■ WORK INSTRUCTION 1
In the passage about the Dripps murder case, where did detectives send the DNA sample taken from the cigarette butt?
■ WORK INSTRUCTION 2
Using the passage about the Dripps murder case, decide whether each statement agrees with it: (a) Dripps was taken into custody on May 15, 2019; (b) Dripps said he carried no knife into the apartment; (c) Massoth mentioned that Dripps joined the United States Navy. For each one, answer yes or no and quote the deciding words.
■ WORK INSTRUCTION 3
Continue the passage about the Dripps murder case from its last sentence.

■ PASSAGE PROVIDED
++++++++++++++++++++
On May 10, 2019, investigators drove to Caldwell, where Dripps was living, and to collect a DNA sample from a cigarette butt he threw into the road. Detectives ran into the road, collected the sample and sent it to the Idaho State Police lab. The lab returned a positive match within 24 hours.
Investigators took Dripps into custody on May 15, 2019, and during questioning, he confessed to raping and killing Dodge 23 years earlier. He was arrested and booked into the Canyon County Jail before authorities brought him to Idaho Falls. He has been in the Bonneville County Jail since.
When Dripps pleaded guilty to the crimes in February, he described being on cocaine and alcohol when he went into Dodge’s apartment intending to rape her. He said he had a pocketknife but did not intend to murder her. However, Dripps said, “It just happened.” He said he didn’t remember slitting her throat, but also did not deny it happened.
“I just wish I could do over that night,” Dripps said after he struggled to stand at his sentencing. “I am sorry. I know you will never forgive me, but I am sorry.”
Co-defense attorney Elisa Massoth painted a picture of Dripps’ life, mentioning his adoption, joining the United States Marine Corps and a career in construction. The father of three spent nearly 23 years taking care of his three children from a failed marriage.
“When you look at this period of time … and you take the timeline and you pare it down, we’re looking at a window that was a horrible, horrible window of time that was about 20 minutes on one day,” Massoth said.
++++++++++++++++++++
■ DATA RECORDS
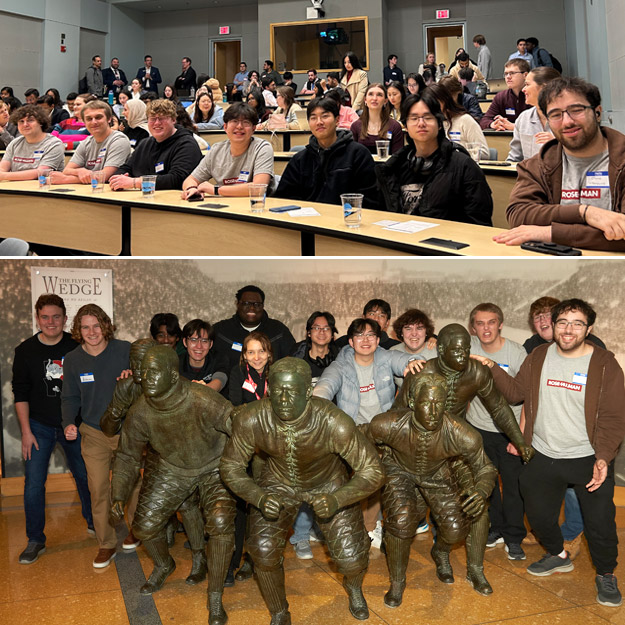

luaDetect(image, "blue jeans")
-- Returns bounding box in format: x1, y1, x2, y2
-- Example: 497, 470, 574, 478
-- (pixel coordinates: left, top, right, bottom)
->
++++++++++++++++++++
■ OUTPUT 1
The Idaho State Police lab.

■ OUTPUT 2
(a) Yes: "Investigators took Dripps into custody on May 15, 2019"
(b) No: "He said he had a pocketknife but did not intend to murder her."
(c) No: "joining the United States Marine Corps"

■ OUTPUT 3
In the years after Dodge’s murder, Dripps’ health has continued to decline. From the heart attack Dripps had in November while in the Bonneville County Jail to other lifelong chronic conditions, Massoth and co-defense attorney James Archibald asserted that Dripps receiving a 20-year minimum sentence likely equates to the rest of his life.
“When talking about his declining health, (Dripps) thought this was God’s way of punishing him for what he did to Angie,” Archibald said. “So I can tell the court that he has felt bad, he has felt horrible, felt remorseful about what happened.”
Idaho Deputy Attorney General Jessica Kuehn disagreed, and said Dripps lived 23 years of his life knowing he killed Dodge but never came forward. That leaves her asking, “Where was the remorse?”
“He knew someone was serving time for his crime, and yet every day, he woke up and refused to take accountability for his actions,” Kuehn said.
At the end of the hearing, Tingey upheld the binding plea agreement reached during mediation between the defense team and prosecutors. In addition to the 20-year sentence, if the Idaho Department of Correction has available space, Dripps will also stay in a special medical unit.
“You look at crimes like this, and it’s impossible to quantify how much damage has been caused,” Tingey said. “It’s spread wide. I particularly like Mr. (Todd) Dodge’s comment — it’s chaos, it’s chaos for a lifetime.”
Tingey also ordered Dripps to pay $10,000 in fines.
“I wouldn’t say its closure because as Todd described there is still a lot of chaos,” Brent Dodge, another one of Angie Dodge’s brothers told EastIdahoNews.com after the sentencing. “But I would describe it as probably a milestone in that path to continuing the healing process.”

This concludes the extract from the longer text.